— Begin —

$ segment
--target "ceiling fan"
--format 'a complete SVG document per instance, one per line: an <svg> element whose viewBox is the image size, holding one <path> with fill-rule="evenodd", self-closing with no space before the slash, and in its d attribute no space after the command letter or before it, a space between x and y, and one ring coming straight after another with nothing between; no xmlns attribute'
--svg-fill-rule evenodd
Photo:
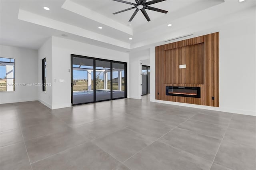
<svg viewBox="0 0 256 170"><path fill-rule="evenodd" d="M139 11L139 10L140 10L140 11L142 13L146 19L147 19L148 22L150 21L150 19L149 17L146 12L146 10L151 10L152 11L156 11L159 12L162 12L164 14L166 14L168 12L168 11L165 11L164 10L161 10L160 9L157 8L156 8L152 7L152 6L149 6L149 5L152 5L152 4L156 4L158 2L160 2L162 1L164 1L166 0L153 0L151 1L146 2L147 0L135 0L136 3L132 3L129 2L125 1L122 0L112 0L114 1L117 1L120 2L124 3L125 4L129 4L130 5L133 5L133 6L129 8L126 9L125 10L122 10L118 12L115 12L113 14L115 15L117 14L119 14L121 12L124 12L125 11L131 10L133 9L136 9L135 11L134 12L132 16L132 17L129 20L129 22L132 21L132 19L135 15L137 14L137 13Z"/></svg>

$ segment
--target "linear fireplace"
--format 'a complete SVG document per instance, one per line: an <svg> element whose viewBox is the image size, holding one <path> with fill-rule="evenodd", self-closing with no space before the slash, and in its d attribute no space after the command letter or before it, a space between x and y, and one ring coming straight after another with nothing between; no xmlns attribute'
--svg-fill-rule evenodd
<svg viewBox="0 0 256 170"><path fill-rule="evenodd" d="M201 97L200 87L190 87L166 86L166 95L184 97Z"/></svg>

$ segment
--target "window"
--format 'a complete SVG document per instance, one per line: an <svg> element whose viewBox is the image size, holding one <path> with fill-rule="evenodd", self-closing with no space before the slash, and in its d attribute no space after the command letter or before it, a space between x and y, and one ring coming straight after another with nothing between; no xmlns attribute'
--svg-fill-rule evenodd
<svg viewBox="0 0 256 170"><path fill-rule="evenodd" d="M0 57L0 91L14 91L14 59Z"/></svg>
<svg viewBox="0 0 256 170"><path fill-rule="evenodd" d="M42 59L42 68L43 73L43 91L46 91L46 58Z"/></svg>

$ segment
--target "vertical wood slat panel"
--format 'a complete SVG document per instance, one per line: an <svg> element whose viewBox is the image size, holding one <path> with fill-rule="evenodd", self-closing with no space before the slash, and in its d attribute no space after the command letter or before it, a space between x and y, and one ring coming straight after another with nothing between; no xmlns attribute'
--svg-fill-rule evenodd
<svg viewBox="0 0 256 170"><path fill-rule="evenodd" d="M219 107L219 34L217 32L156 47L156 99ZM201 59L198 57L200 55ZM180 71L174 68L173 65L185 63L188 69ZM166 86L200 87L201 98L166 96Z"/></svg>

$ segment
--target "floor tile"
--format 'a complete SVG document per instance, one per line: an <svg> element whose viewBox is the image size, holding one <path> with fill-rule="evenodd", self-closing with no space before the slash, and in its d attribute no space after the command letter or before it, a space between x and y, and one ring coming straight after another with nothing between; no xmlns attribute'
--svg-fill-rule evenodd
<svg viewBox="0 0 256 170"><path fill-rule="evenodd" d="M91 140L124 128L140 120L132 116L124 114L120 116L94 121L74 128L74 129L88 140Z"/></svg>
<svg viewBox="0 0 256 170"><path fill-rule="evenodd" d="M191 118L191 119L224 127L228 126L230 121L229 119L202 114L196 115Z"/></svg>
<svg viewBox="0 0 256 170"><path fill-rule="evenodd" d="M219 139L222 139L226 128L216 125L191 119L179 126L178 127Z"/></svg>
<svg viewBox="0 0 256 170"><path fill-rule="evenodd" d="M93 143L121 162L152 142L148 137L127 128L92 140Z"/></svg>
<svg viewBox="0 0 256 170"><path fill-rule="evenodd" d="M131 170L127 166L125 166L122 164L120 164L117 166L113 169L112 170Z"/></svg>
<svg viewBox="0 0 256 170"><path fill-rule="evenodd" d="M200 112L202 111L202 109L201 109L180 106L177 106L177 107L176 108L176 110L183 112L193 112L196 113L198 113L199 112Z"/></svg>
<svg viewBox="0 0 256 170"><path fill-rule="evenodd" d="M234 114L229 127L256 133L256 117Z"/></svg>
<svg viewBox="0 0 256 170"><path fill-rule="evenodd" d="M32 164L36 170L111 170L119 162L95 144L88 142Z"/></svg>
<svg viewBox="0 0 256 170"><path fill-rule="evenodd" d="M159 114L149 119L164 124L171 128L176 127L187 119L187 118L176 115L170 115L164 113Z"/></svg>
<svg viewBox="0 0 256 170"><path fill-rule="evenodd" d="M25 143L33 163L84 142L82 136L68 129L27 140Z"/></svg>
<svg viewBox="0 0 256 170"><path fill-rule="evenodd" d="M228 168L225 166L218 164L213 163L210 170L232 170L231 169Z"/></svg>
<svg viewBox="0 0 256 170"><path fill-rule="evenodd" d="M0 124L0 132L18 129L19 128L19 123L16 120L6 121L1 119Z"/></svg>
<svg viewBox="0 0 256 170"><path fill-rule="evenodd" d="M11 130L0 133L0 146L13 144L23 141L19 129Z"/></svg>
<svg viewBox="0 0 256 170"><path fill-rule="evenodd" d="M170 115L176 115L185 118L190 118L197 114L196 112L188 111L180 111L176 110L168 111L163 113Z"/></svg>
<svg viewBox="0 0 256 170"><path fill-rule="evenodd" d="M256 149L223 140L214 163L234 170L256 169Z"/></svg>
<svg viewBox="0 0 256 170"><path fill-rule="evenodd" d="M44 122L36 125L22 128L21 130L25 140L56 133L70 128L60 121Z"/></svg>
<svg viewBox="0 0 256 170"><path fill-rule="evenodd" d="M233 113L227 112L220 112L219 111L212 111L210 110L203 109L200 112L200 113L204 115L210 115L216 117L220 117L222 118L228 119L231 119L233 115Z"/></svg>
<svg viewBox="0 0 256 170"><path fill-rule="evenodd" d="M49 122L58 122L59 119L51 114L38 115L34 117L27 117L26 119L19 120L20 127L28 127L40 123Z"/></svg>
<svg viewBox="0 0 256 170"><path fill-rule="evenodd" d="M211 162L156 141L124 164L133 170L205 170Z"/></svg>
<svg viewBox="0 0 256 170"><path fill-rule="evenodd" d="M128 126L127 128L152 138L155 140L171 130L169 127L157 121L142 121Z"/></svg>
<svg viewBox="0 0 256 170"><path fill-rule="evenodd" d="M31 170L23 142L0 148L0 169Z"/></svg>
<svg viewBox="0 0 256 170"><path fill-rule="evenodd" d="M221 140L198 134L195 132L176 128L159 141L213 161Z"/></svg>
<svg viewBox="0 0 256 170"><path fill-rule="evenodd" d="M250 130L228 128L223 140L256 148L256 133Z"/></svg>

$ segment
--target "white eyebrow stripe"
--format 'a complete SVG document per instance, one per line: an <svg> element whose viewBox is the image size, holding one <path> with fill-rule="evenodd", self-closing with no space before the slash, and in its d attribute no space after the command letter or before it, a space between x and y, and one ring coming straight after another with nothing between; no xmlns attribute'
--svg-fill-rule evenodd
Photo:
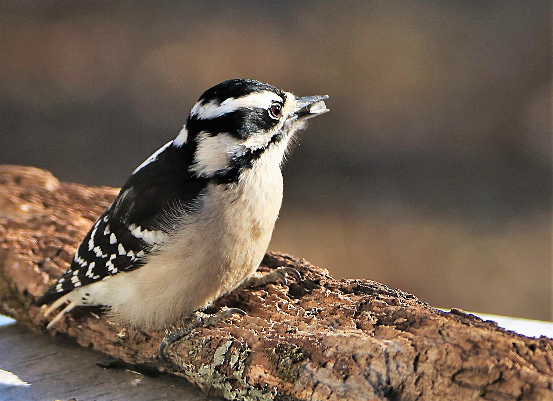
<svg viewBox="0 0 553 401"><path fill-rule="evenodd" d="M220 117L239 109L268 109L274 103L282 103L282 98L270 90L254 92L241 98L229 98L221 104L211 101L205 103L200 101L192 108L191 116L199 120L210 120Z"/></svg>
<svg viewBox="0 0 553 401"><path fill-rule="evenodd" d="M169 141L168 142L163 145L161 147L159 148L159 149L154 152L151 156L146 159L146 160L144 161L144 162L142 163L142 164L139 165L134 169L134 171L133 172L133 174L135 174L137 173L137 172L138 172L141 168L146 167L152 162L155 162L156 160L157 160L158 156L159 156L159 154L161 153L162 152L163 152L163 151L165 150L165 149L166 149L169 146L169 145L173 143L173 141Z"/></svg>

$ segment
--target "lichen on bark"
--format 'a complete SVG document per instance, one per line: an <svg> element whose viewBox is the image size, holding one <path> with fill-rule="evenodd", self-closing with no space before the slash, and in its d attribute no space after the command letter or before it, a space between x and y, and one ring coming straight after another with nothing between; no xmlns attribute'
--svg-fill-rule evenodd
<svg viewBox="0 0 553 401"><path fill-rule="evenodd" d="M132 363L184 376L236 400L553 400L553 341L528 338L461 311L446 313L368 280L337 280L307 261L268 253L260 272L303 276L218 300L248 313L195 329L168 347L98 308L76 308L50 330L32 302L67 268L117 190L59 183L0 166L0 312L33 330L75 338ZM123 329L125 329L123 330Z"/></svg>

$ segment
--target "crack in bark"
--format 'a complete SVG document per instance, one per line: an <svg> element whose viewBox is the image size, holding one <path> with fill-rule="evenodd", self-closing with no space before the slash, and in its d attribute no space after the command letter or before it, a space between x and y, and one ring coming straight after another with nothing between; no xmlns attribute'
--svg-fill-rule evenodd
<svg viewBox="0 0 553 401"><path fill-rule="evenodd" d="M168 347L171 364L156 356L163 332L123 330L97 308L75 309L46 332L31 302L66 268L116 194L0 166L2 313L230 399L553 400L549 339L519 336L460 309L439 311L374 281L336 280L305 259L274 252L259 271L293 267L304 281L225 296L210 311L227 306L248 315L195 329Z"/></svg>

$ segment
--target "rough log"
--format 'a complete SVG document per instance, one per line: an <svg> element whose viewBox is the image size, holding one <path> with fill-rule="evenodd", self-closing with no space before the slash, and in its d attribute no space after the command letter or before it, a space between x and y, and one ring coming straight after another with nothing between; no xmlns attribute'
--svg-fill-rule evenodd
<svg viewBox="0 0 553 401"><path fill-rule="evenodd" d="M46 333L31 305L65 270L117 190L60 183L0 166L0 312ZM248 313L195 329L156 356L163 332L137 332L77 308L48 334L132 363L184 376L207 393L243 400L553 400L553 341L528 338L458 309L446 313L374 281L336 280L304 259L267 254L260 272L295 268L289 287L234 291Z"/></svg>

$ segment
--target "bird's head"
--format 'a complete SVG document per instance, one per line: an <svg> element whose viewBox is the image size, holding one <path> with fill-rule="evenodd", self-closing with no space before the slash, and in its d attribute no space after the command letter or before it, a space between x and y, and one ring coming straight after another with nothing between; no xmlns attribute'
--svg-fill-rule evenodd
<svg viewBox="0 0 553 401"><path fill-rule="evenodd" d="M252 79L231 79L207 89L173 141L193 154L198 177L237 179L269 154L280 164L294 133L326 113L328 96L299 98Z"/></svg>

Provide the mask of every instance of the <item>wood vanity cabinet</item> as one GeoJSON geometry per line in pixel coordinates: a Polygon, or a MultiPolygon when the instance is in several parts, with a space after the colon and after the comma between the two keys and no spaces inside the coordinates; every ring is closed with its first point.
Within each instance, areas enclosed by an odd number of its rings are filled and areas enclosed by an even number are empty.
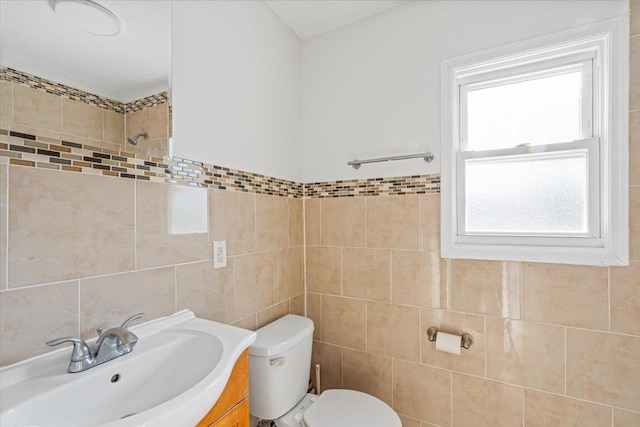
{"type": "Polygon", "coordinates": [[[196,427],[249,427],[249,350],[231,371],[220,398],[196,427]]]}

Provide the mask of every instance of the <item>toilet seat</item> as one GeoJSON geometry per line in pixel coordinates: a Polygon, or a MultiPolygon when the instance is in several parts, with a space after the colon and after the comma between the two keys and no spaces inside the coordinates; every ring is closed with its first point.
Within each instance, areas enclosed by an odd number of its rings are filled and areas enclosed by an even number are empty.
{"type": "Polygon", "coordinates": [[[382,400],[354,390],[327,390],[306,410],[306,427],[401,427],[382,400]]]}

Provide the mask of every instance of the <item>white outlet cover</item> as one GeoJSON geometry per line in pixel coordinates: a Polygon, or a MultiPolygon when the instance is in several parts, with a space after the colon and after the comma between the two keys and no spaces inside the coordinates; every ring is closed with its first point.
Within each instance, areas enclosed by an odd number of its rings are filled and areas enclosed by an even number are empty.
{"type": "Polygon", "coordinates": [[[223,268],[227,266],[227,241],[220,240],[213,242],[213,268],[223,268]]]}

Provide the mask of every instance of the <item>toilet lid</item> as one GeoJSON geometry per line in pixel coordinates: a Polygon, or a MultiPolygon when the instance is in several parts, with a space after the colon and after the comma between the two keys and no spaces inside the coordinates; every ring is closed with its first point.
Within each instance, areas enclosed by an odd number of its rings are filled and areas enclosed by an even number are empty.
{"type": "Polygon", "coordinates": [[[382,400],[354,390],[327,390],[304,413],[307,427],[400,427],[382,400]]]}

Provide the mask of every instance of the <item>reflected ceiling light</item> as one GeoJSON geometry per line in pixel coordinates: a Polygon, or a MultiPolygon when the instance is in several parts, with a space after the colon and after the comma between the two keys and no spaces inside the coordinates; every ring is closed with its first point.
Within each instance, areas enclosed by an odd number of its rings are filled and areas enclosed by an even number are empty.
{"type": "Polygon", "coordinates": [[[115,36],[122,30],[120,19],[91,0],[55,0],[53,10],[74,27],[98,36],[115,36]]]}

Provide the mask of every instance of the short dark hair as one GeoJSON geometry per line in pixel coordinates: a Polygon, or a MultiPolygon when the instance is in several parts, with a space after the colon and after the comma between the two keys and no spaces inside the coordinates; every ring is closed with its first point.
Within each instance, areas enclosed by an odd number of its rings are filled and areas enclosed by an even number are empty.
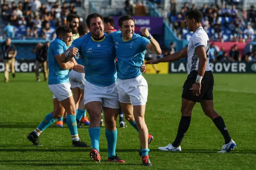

— End —

#### [Requirements]
Retype the entries from their first line through the line that contains "11L139 10L140 10L140", keeping both ends and leaving the pictures out of your copy.

#### [Complete output]
$ segment
--target "ceiling fan"
--format 'a complete SVG document per instance, one per line: an <svg> element whose viewBox is the image size, holding one <path> with fill-rule="evenodd", self-closing with no space before the slash, and in its d attribute no space after the command letter or before it, a space between x and y, and one ring coming straight after another with nothing between; no xmlns attribute'
--svg-fill-rule evenodd
Photo:
<svg viewBox="0 0 256 170"><path fill-rule="evenodd" d="M139 11L139 10L140 10L140 11L142 13L146 19L147 19L148 22L150 21L150 19L149 17L146 12L146 10L151 10L152 11L156 11L159 12L162 12L164 14L166 14L168 12L168 11L165 11L164 10L161 10L160 9L157 8L156 8L152 7L152 6L149 6L149 5L152 5L152 4L156 4L158 2L160 2L162 1L164 1L166 0L153 0L151 1L146 2L147 0L135 0L136 3L132 3L129 2L125 1L122 0L112 0L114 1L117 1L120 2L124 3L125 4L129 4L130 5L133 5L133 6L129 8L126 9L125 10L122 10L118 12L115 12L113 14L115 15L117 14L119 14L121 12L124 12L125 11L131 10L133 9L136 9L135 11L134 12L132 16L132 17L129 20L129 22L132 21L132 19L135 15L137 14L137 13Z"/></svg>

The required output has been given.